▸ **Task objective**
Report every line in the records below that holds the word "player".

▸ **Exercise material**
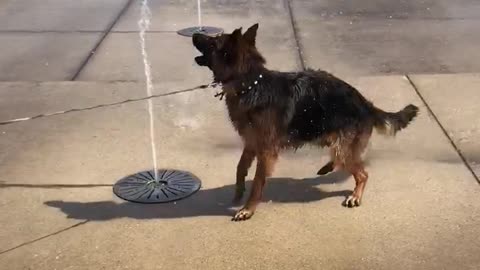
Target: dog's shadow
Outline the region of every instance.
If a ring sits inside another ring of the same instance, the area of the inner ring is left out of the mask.
[[[292,179],[271,178],[267,180],[263,201],[280,203],[305,203],[319,201],[329,197],[346,197],[350,190],[323,191],[321,184],[332,184],[345,181],[349,177],[343,172],[326,176]],[[247,181],[248,197],[251,181]],[[157,219],[184,218],[198,216],[231,216],[234,205],[231,203],[235,185],[227,185],[213,189],[201,189],[189,198],[167,204],[136,204],[116,203],[113,201],[99,202],[68,202],[47,201],[46,205],[60,209],[67,218],[106,221],[116,218]]]

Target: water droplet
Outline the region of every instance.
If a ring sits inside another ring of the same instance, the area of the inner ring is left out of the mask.
[[[350,21],[350,24],[353,24],[353,22],[352,22],[352,21]]]
[[[252,89],[252,87],[251,87],[251,86],[249,86],[249,87],[248,87],[248,89]]]
[[[254,81],[253,84],[257,84],[258,82],[257,81]]]
[[[262,75],[262,74],[260,74],[260,76],[258,76],[258,77],[260,77],[260,78],[263,78],[263,75]]]
[[[390,16],[388,16],[388,18],[390,18],[390,19],[391,19],[391,18],[393,18],[393,17],[392,17],[392,15],[390,15]]]

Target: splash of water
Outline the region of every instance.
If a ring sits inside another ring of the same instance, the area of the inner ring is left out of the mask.
[[[202,6],[200,0],[197,0],[198,27],[202,29]]]
[[[153,83],[152,83],[152,70],[150,66],[150,61],[148,60],[148,54],[145,44],[145,34],[146,31],[150,28],[150,19],[152,13],[148,7],[148,0],[142,1],[142,7],[140,11],[140,20],[138,21],[138,27],[140,29],[140,47],[143,57],[143,67],[145,70],[145,83],[147,95],[153,95]],[[153,159],[153,169],[155,174],[155,181],[158,181],[158,167],[157,167],[157,148],[155,146],[155,122],[153,118],[153,101],[151,98],[147,99],[148,103],[148,114],[150,115],[150,143],[152,146],[152,159]]]

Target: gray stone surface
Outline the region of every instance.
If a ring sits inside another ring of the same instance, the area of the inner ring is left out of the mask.
[[[415,75],[411,78],[480,177],[480,75]]]
[[[80,74],[89,82],[48,82],[73,75],[124,3],[1,1],[0,80],[14,82],[0,83],[0,122],[144,97],[140,1]],[[202,1],[202,18],[227,31],[259,22],[268,66],[298,69],[285,3]],[[197,24],[196,1],[149,5],[154,94],[208,83],[175,33]],[[111,185],[152,158],[146,102],[122,102],[0,125],[0,269],[478,269],[478,183],[407,80],[351,76],[478,71],[478,1],[292,6],[309,66],[386,110],[420,106],[396,138],[372,137],[362,207],[341,206],[353,179],[315,177],[328,156],[307,147],[282,155],[251,220],[230,222],[241,143],[215,89],[154,99],[159,166],[194,173],[202,189],[173,204],[126,203]],[[478,175],[478,75],[412,80]]]
[[[197,1],[169,0],[149,1],[152,11],[151,31],[178,31],[182,28],[197,26]],[[261,28],[269,29],[272,34],[285,36],[291,34],[288,11],[284,1],[255,0],[214,0],[201,1],[202,24],[224,28],[235,28],[259,23]],[[123,16],[115,31],[138,31],[140,3]],[[286,32],[286,33],[285,33]]]
[[[167,31],[147,33],[154,81],[208,83],[210,72],[194,63],[193,58],[199,53],[191,40],[176,34],[177,30],[198,25],[196,2],[150,1],[149,7],[152,12],[150,31]],[[293,31],[282,1],[207,1],[202,5],[202,18],[205,25],[218,26],[227,32],[238,27],[246,30],[260,23],[257,46],[267,58],[267,65],[280,70],[299,68]],[[119,20],[114,31],[138,31],[139,19],[140,3],[137,3]],[[139,44],[138,33],[110,34],[79,79],[143,80]]]
[[[0,57],[0,80],[71,78],[74,73],[69,65],[81,63],[93,48],[93,40],[100,36],[100,32],[87,35],[75,31],[104,31],[125,2],[3,1],[0,4],[0,41],[5,53]],[[283,0],[203,1],[202,22],[228,32],[259,22],[259,46],[269,56],[272,67],[281,67],[283,61],[289,62],[296,54],[285,3]],[[181,28],[198,24],[196,1],[149,1],[149,6],[153,32],[166,31],[174,35]],[[480,42],[479,35],[475,35],[480,20],[477,1],[369,0],[361,4],[292,1],[292,6],[304,57],[313,68],[339,75],[480,71],[478,61],[472,57],[477,54],[475,44]],[[119,19],[114,32],[138,31],[139,7],[140,1],[135,1]],[[70,33],[57,36],[48,31]],[[163,58],[169,62],[193,63],[190,56],[194,52],[177,50],[172,45],[175,38],[166,41],[164,37],[149,34],[148,39],[149,48],[169,49],[168,52],[149,50],[154,59],[162,61],[160,64],[164,65]],[[60,53],[55,55],[52,51]],[[169,55],[176,55],[176,51],[183,53],[182,58],[172,61]],[[100,60],[92,59],[80,79],[137,80],[142,77],[137,64],[130,64],[141,61],[135,33],[131,36],[128,33],[109,34],[97,53]],[[166,56],[161,59],[155,54]],[[124,61],[127,58],[129,60]],[[55,61],[61,64],[44,66]],[[158,66],[159,63],[154,64]],[[165,79],[163,74],[158,75],[161,78],[156,79]]]
[[[149,168],[147,107],[125,106],[2,126],[3,181],[105,184]],[[128,125],[126,118],[131,119]]]
[[[308,66],[342,75],[478,72],[477,1],[292,1]]]
[[[478,184],[406,80],[349,81],[382,108],[412,102],[422,111],[397,138],[373,137],[371,178],[358,209],[341,206],[353,180],[313,178],[327,157],[306,148],[282,155],[252,220],[230,222],[241,148],[224,104],[209,91],[154,102],[159,165],[203,181],[198,193],[176,204],[130,204],[108,187],[74,188],[111,184],[151,166],[144,102],[1,126],[0,222],[11,223],[10,233],[0,235],[2,250],[88,222],[4,253],[0,263],[13,269],[476,269]],[[99,88],[108,99],[108,86]],[[75,100],[72,93],[66,102]]]
[[[126,3],[127,0],[2,0],[0,31],[104,31]]]
[[[69,80],[99,38],[100,33],[0,33],[0,80]]]
[[[294,5],[308,7],[316,16],[321,17],[371,17],[387,19],[479,19],[480,3],[476,0],[365,0],[352,1],[311,1],[296,0]]]
[[[58,186],[41,187],[38,185],[11,187],[5,186],[4,182],[0,181],[0,208],[2,209],[2,213],[0,213],[0,220],[2,221],[0,252],[49,236],[82,222],[82,220],[67,219],[65,216],[57,215],[55,209],[45,206],[46,198],[50,200],[70,198],[79,201],[100,198],[99,194],[105,196],[109,193],[111,193],[111,187],[87,186],[82,188],[76,187],[74,184],[64,188]],[[111,199],[115,199],[113,196]],[[54,251],[55,248],[44,250],[47,254]],[[40,252],[40,255],[44,252]],[[24,256],[36,258],[38,254],[25,254]],[[30,262],[22,263],[21,261],[18,261],[16,266],[9,265],[11,268],[5,268],[5,265],[0,268],[22,269],[30,267]]]
[[[146,91],[134,82],[1,82],[0,96],[3,122],[142,98]]]
[[[280,70],[298,69],[295,41],[287,32],[272,35],[269,30],[261,26],[257,41],[267,65]],[[137,33],[110,34],[79,80],[143,81],[145,74],[139,40]],[[200,53],[190,38],[176,33],[148,33],[146,46],[155,82],[176,82],[182,87],[192,87],[211,81],[211,72],[194,61]]]
[[[211,81],[208,71],[195,64],[194,57],[199,54],[188,38],[174,33],[149,33],[146,46],[155,82],[175,81],[179,86],[189,82],[194,86]],[[139,35],[111,33],[79,79],[144,81]]]

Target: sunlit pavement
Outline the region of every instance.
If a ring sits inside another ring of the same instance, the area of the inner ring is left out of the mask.
[[[382,108],[420,107],[395,139],[373,136],[361,207],[341,205],[353,179],[316,177],[328,157],[305,148],[234,223],[241,143],[215,89],[183,91],[211,81],[176,33],[198,24],[196,1],[149,1],[158,164],[202,180],[155,205],[112,193],[153,166],[140,1],[3,1],[0,269],[478,269],[480,3],[417,2],[201,2],[205,25],[259,22],[270,68],[326,69]]]

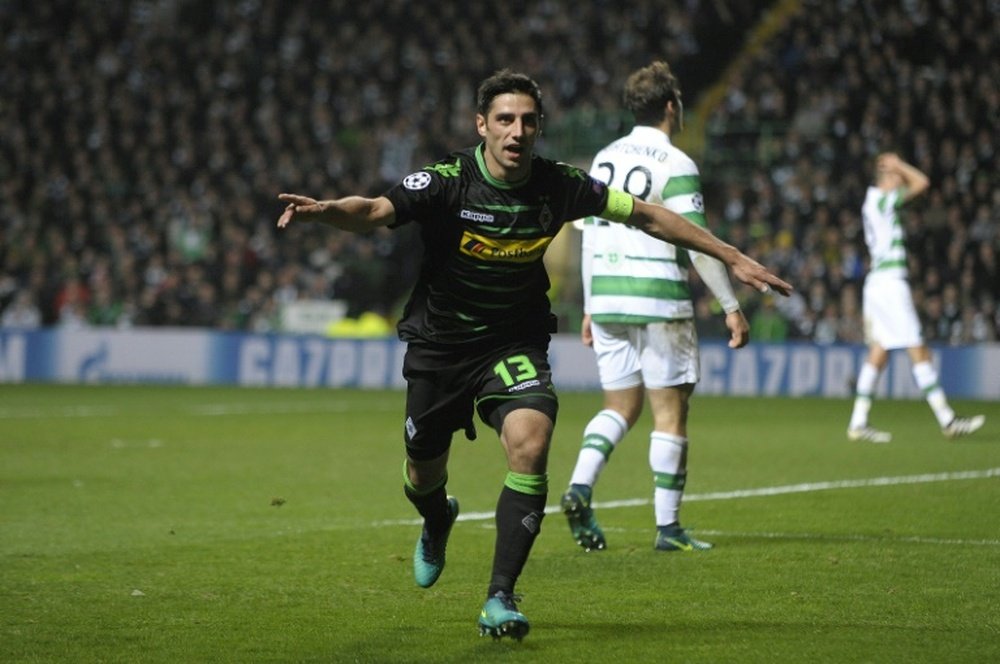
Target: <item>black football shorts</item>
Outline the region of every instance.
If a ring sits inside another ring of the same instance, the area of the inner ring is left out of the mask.
[[[547,341],[471,352],[410,344],[403,377],[404,440],[407,454],[418,461],[444,454],[456,431],[475,438],[473,410],[498,434],[512,410],[532,408],[553,423],[559,411]]]

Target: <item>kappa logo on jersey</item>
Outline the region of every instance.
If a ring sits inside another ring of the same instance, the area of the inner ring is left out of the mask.
[[[550,242],[552,242],[551,237],[535,240],[503,240],[465,231],[460,246],[466,256],[483,261],[530,263],[541,258]]]
[[[468,221],[478,221],[481,224],[492,224],[496,217],[486,212],[473,212],[472,210],[462,210],[458,216]]]
[[[416,173],[410,173],[405,178],[403,178],[403,186],[411,191],[420,191],[421,189],[426,189],[431,183],[431,174],[425,171],[417,171]]]

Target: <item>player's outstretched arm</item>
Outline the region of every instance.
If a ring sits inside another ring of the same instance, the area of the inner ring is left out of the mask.
[[[789,295],[794,290],[790,283],[771,274],[736,247],[665,207],[635,199],[626,223],[666,242],[715,256],[732,270],[733,276],[758,291],[775,290]]]
[[[385,196],[346,196],[319,201],[299,194],[278,194],[278,199],[287,204],[278,217],[278,228],[285,228],[293,220],[318,221],[341,230],[363,233],[396,220],[396,209]]]

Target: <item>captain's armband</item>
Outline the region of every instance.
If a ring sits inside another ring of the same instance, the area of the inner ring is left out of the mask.
[[[632,216],[634,208],[635,199],[632,198],[632,194],[608,187],[608,204],[605,206],[604,212],[598,216],[608,221],[625,223]]]

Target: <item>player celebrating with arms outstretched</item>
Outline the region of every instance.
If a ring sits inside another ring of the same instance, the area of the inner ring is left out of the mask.
[[[320,221],[364,232],[408,222],[423,240],[420,274],[399,322],[406,342],[404,493],[423,517],[413,556],[417,585],[445,565],[458,516],[446,492],[452,435],[472,435],[473,413],[507,457],[496,505],[496,544],[481,634],[523,638],[514,587],[538,536],[548,495],[548,450],[558,401],[548,363],[554,330],[542,257],[570,220],[597,215],[713,255],[754,288],[791,286],[665,208],[609,188],[586,172],[534,154],[542,95],[528,76],[502,70],[479,86],[482,142],[405,177],[375,198],[316,200],[282,194],[279,227]]]

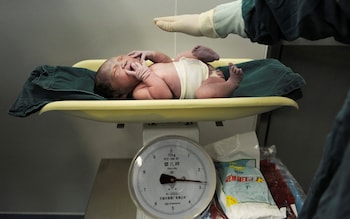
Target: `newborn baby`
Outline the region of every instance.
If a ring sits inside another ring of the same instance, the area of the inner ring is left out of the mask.
[[[230,77],[208,64],[212,49],[196,46],[173,60],[156,51],[133,51],[107,59],[95,78],[95,92],[109,99],[191,99],[228,97],[238,88],[242,69],[228,63]],[[146,60],[153,63],[147,66]]]

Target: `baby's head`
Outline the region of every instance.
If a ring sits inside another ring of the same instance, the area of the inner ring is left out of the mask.
[[[126,99],[139,81],[128,75],[132,62],[138,59],[121,55],[107,59],[98,69],[95,77],[95,93],[108,99]]]

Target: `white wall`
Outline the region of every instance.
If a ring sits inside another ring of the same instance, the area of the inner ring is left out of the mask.
[[[222,57],[263,58],[265,47],[236,36],[206,39],[166,33],[156,16],[198,13],[214,0],[1,0],[0,1],[0,212],[83,213],[101,158],[132,157],[141,145],[141,124],[83,120],[61,113],[15,118],[7,114],[29,73],[38,65],[72,65],[134,49],[170,56],[197,44]],[[201,123],[206,144],[254,119]],[[137,138],[133,137],[136,135]]]

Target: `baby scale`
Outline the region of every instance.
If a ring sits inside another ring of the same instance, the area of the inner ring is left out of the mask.
[[[96,71],[104,61],[74,66]],[[212,64],[245,61],[220,59]],[[298,108],[286,97],[84,100],[52,102],[40,113],[63,111],[102,122],[144,124],[143,147],[132,160],[101,161],[85,218],[198,218],[214,196],[216,173],[198,143],[197,122],[233,120],[282,106]]]

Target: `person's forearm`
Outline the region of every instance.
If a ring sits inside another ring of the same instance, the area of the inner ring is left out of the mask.
[[[242,0],[221,4],[199,14],[158,17],[153,21],[162,30],[192,36],[225,38],[233,33],[247,37],[242,17]]]
[[[242,16],[242,0],[216,6],[213,14],[213,27],[221,38],[225,38],[228,34],[247,37]]]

▸ **Output for this exercise**
Target: <item>player's outstretched arm</item>
Target: <item>player celebrating with arms outstretched</item>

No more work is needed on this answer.